INSTRUCCIONES
a) Indica si cada afirmación concuerda con el texto sobre los algoritmos que clasifican a los votantes y responde sí o no, citando sin cambios las palabras del texto que lo deciden: (i) los votantes se clasifican, entre otros rasgos, por su edad y su clase social; (ii) en el ejemplo, la persona busca un pasaje a Cartagena; (iii) el texto afirma que a todos les resulta intolerable recibir esos avisos.
b) Extrae del texto sobre los algoritmos que clasifican a los votantes el fragmento que empieza en las palabras "Se supone que" y termina después de "parece hasta útil.", sin alterar nada.

------ TEXTO EXTRAÍDO ------

Para dividir a los votantes según su personalidad se usan algoritmos que los van clasificando por su historial de amigos, de “likes”, de páginas visitadas, de gustos y disgustos, compras, inclinación política, edad, clase social y otros rasgos que nosotros mismos revelamos según el uso que hacemos de internet, de las redes sociales y en especial de Facebook. Cada uno de nuestros clics deja una huella, añade un trazo de nuestra personalidad, algún aspecto más de nuestra vida privada. Hay herramientas diseñadas para clasificar nuestra psicología según lo que hacemos en la red.

Se supone que cuando paseamos por el mundo virtual algunos navegadores registran y graban nuestros movimientos. Se sabe que estos datos son usados con fines comerciales. Un ejemplo sencillo: uno busca un pasaje a Capurganá por la página de viajes X. Al otro día entramos al periódico que preferimos y se nos despliega un aviso que, curiosamente, nos ofrece pasajes a Capurganá, hoteles en Capurganá, comida en Capurganá... Esto ya es molesto, pero no a todos les resulta intolerable. A veces les parece hasta útil.

------ LISTADO DE DATOS ------

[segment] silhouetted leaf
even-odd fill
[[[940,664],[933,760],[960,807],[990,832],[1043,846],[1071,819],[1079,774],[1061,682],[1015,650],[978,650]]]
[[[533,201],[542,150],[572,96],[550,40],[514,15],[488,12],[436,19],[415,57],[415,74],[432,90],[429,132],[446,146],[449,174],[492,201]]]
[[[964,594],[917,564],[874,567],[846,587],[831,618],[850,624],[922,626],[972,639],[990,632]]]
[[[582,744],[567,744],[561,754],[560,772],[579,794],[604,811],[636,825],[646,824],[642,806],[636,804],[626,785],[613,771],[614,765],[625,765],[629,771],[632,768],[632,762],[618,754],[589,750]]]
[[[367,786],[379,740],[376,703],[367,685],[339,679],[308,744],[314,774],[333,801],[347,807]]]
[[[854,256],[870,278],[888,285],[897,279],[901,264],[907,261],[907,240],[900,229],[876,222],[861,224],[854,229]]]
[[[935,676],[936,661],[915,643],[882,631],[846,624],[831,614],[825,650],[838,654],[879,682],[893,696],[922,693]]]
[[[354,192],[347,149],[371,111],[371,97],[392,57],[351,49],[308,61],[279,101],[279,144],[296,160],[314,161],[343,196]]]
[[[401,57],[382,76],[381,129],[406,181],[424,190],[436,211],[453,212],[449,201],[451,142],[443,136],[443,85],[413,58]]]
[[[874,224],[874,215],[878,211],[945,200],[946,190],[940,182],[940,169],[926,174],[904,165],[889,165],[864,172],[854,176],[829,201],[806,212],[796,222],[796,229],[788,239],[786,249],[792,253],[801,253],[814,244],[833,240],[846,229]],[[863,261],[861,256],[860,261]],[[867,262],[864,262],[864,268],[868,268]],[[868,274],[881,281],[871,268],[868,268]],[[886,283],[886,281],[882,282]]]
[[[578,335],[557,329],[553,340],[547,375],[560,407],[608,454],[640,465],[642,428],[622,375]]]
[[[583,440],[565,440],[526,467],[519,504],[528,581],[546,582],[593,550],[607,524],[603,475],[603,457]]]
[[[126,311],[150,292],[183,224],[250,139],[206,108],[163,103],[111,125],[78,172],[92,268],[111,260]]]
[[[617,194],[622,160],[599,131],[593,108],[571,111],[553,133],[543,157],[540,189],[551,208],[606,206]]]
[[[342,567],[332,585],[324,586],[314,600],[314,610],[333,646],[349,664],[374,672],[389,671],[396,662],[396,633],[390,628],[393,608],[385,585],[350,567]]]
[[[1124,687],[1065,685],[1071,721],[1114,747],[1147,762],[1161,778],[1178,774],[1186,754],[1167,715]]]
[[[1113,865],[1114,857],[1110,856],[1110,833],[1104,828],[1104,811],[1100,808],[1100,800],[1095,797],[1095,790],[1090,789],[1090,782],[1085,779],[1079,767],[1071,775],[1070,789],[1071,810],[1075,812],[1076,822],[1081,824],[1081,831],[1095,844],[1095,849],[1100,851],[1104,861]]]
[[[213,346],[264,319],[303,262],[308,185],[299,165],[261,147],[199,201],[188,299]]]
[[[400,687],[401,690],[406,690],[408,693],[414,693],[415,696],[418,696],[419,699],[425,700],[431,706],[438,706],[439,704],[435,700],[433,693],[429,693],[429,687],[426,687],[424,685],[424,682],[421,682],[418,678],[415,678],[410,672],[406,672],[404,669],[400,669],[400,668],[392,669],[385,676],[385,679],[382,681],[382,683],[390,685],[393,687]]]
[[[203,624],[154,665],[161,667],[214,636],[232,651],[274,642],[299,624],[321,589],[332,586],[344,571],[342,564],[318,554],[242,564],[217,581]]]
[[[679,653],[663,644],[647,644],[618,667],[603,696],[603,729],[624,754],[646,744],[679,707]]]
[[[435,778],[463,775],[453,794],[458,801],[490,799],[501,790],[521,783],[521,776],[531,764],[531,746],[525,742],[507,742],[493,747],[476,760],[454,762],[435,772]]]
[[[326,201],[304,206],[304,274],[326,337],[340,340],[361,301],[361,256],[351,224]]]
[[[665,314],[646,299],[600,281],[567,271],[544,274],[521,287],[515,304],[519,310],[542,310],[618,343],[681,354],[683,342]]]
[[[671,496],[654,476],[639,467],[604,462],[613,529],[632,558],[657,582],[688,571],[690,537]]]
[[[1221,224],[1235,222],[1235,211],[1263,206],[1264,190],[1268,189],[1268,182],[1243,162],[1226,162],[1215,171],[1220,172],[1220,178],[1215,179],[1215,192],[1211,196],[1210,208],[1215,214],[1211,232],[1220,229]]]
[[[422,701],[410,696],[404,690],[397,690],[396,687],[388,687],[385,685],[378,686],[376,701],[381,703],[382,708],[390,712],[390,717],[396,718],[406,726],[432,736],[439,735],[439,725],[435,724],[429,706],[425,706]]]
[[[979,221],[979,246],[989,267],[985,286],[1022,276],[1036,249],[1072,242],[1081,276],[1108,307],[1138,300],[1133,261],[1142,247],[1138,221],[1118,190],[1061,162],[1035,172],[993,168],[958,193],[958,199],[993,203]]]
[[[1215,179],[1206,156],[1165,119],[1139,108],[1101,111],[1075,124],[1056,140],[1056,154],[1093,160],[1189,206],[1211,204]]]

------

RESPUESTAS POR TAREA
a)
(i) Sí: «inclinación política, edad, clase social y otros rasgos».
(ii) No: «uno busca un pasaje a Capurganá por la página de viajes X».
(iii) No: «pero no a todos les resulta intolerable».

b)
Se supone que cuando paseamos por el mundo virtual algunos navegadores registran y graban nuestros movimientos. Se sabe que estos datos son usados con fines comerciales. Un ejemplo sencillo: uno busca un pasaje a Capurganá por la página de viajes X. Al otro día entramos al periódico que preferimos y se nos despliega un aviso que, curiosamente, nos ofrece pasajes a Capurganá, hoteles en Capurganá, comida en Capurganá... Esto ya es molesto, pero no a todos les resulta intolerable. A veces les parece hasta útil.